Exercise details:
Can you give the lines below as a JSON list of strings, one string per line, skipping any blank lines? Leave the pictures out of your answer.

--- BEGIN ---

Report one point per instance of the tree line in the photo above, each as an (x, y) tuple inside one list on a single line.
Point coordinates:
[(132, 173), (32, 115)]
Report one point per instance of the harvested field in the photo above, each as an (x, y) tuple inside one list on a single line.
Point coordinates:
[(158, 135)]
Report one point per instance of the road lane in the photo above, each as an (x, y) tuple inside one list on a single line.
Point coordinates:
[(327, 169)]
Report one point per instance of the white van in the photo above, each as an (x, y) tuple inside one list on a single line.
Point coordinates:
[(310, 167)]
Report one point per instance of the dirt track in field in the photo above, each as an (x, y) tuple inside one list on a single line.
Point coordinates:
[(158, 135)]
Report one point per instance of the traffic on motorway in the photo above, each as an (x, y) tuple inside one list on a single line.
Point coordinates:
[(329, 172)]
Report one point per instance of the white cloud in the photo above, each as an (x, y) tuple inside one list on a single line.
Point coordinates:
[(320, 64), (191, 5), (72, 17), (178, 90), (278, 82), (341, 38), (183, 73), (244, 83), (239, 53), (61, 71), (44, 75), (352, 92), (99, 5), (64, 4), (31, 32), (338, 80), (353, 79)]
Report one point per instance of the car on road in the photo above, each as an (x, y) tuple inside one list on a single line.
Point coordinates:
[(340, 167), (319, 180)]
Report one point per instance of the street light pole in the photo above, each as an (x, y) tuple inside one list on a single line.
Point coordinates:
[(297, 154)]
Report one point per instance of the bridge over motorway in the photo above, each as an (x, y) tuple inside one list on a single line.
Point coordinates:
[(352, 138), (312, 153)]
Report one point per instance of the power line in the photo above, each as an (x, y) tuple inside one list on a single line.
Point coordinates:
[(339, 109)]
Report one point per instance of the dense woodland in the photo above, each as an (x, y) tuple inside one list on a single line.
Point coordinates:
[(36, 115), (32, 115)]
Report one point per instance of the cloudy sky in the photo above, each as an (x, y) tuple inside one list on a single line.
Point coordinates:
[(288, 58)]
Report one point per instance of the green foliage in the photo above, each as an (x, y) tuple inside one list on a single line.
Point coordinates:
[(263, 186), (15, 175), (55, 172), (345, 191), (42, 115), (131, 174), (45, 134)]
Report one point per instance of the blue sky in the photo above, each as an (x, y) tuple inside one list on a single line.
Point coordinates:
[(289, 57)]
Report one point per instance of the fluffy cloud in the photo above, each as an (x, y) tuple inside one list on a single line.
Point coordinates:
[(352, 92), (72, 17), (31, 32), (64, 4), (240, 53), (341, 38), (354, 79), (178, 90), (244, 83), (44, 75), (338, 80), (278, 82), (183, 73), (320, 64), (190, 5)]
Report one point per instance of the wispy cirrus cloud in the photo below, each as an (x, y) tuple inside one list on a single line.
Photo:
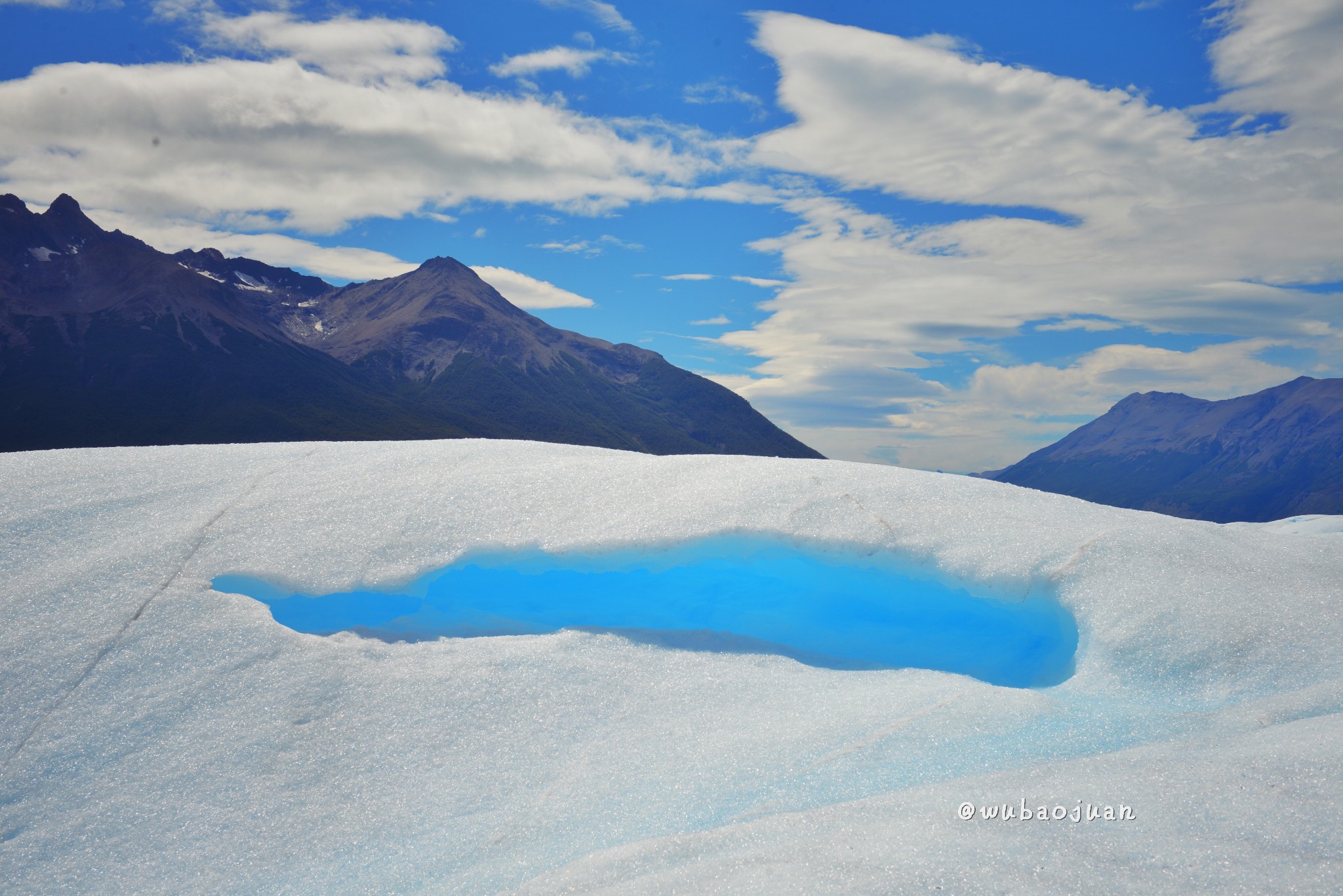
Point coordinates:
[(528, 292), (603, 14), (574, 61), (1159, 226), (310, 125)]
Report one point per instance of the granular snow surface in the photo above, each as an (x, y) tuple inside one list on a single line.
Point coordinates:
[(157, 735)]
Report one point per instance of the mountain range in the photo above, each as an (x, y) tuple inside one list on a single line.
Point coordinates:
[(1259, 457), (105, 340)]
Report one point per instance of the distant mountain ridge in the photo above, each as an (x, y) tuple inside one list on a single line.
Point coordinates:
[(105, 340), (1260, 457)]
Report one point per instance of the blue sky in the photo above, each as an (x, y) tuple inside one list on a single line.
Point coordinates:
[(935, 234)]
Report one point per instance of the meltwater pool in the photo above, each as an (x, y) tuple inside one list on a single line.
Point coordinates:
[(820, 606)]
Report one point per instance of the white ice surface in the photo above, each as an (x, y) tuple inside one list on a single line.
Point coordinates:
[(159, 737)]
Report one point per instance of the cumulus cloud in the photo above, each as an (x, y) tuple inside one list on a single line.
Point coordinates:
[(323, 124), (571, 60), (528, 292), (348, 49), (1161, 226)]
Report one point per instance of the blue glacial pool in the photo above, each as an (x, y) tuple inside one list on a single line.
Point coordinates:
[(738, 595)]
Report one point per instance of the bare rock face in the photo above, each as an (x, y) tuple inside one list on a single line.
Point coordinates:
[(428, 317), (105, 340), (1257, 457)]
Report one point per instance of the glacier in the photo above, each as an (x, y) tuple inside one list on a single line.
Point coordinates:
[(160, 735)]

--- END ---

Solution to this exercise:
[
  "Report one point per instance of the tree line in the photo above, each as an (x, y) tuple inside one list on a single line.",
  "Point coordinates:",
  "[(132, 173), (32, 115)]",
  "Report one point per instance of the harvested field in the photo above, each as an (x, y) tuple inside one list on a single line.",
  "Point coordinates:",
  "[(158, 135)]",
  "Report one point per instance of the road lane in the photo above, each as an (x, y) tuple inside one list on a single line.",
  "Point coordinates:",
  "[(327, 169)]",
  "Report one point per instance of the white van in the photo above, each as an (x, y) tuple inside one list on a single line.",
  "Point coordinates:",
  "[(310, 167)]",
  "Report one point per instance of the dirt track in field in the photo above, each as an (x, y) tuple inside one list on a single line.",
  "Point coordinates:",
  "[(158, 135)]",
  "Report one point per instance of the traffic on motorway in the photo above, each as an (x, y) tuple inside one list on a single line.",
  "Point coordinates:",
  "[(329, 172)]",
  "Report one point per instance of the white cloud in the photo above, each as an (x, y) tuple inside one list on a single line.",
  "Point coordinates:",
  "[(320, 64), (191, 5), (72, 17), (178, 90), (278, 82), (341, 38), (183, 73), (244, 83), (239, 53), (61, 71), (44, 75), (352, 92), (99, 5), (64, 4), (31, 32), (338, 80), (353, 79)]",
  "Report one point per instance of the car on road in the photo above, each as an (x, y) tuple inside one list on a single line.",
  "Point coordinates:",
  "[(340, 167), (319, 180)]",
  "Report one point per instance of the street light pole in the photo above, each as an (x, y) tuple inside one list on a single line.",
  "Point coordinates:",
  "[(297, 154)]",
  "Report one point per instance of the bridge over motorway in the photo above, each as an (x, y) tuple inside one list on a single line.",
  "Point coordinates:",
  "[(352, 138), (312, 153)]",
  "Report one point per instance of the power line in the photo above, each as an (x, y) tuple inside one list on a single line.",
  "Point coordinates:",
  "[(339, 109)]",
  "Report one point per instance of the dense woodland in the photo above, each as an (x, y) tuple inside one list on a single line.",
  "Point coordinates:",
  "[(36, 115), (32, 115)]",
  "Report one point per instance of the cloudy sky in the photo above, each as an (x, y) tuple inside one list on a single line.",
  "Point coordinates:",
  "[(288, 58)]",
  "Report one point per instance of the green foliage in the photo above, each as an (x, y) tuple inside one list on a single line.",
  "Point coordinates:",
  "[(263, 186), (15, 175), (55, 172), (345, 191), (42, 115), (131, 174), (45, 134)]",
  "Report one point per instance of the blue sky in the photo above, each as an (x, y) tuple inside one list on a single line.",
  "Point coordinates:",
  "[(289, 57)]",
  "Report one point per instance of the fluffy cloud in the photo above, each as an (x, y) tuple inside one list on a single line.",
  "Point coordinates:",
  "[(352, 92), (72, 17), (31, 32), (64, 4), (240, 53), (341, 38), (354, 79), (178, 90), (244, 83), (44, 75), (338, 80), (278, 82), (183, 73), (320, 64), (190, 5)]",
  "Report one point per instance of the wispy cirrus cloud in the photo below, each as an (x, y) tuple inside one list on a single line.",
  "Photo:",
  "Point coordinates:",
  "[(528, 292), (603, 14), (574, 61), (1159, 226), (310, 125)]",
  "Report one point per instance of the granular snow surface in the photo above, each as an (x, y) tuple inside one list on a single line.",
  "Point coordinates:",
  "[(157, 735)]",
  "Report one point per instance of the mountain range in the photo above, each as an (x, y) tuple inside one list on a single line.",
  "Point coordinates:",
  "[(1259, 457), (105, 340)]",
  "Report one point per instance of the distant mountain ridge in the photo above, each as an (x, y) tuple inside one list on a single line.",
  "Point coordinates:",
  "[(105, 340), (1260, 457)]",
  "Report one point per instance of the blue sky in the photo above, each as an (x, y) tuple inside one list on a single line.",
  "Point coordinates:",
  "[(935, 234)]",
  "Report one point per instance of the meltwater pool in the photo above, each as an (x, y) tuple inside one list on a single line.",
  "Point coordinates:",
  "[(820, 606)]",
  "Report one point per instance of the white ice surface in the photo above, each as an (x, y) tuple inside one list on a single line.",
  "Point coordinates:",
  "[(159, 737)]",
  "Report one point per instance of the cumulus cloud in the photo above, each as an (x, y) tuple inside one list on a single line.",
  "Point coordinates:",
  "[(323, 124), (571, 60), (528, 292), (348, 49), (1161, 226)]",
  "Report one point per instance of the blue glacial pool in the photo above, each as an (x, y) tuple inside one list on a single line.",
  "Point coordinates:",
  "[(738, 595)]",
  "Report one point per instance of the bare rock face in the photo above, each as an (x, y) tuple inside one list on a single line.",
  "Point coordinates:",
  "[(428, 317), (105, 340), (1257, 457)]",
  "Report one point per instance of the glacier in the photo above, each as an (x, y) tuple inside one list on a single line.",
  "Point coordinates:",
  "[(160, 735)]"
]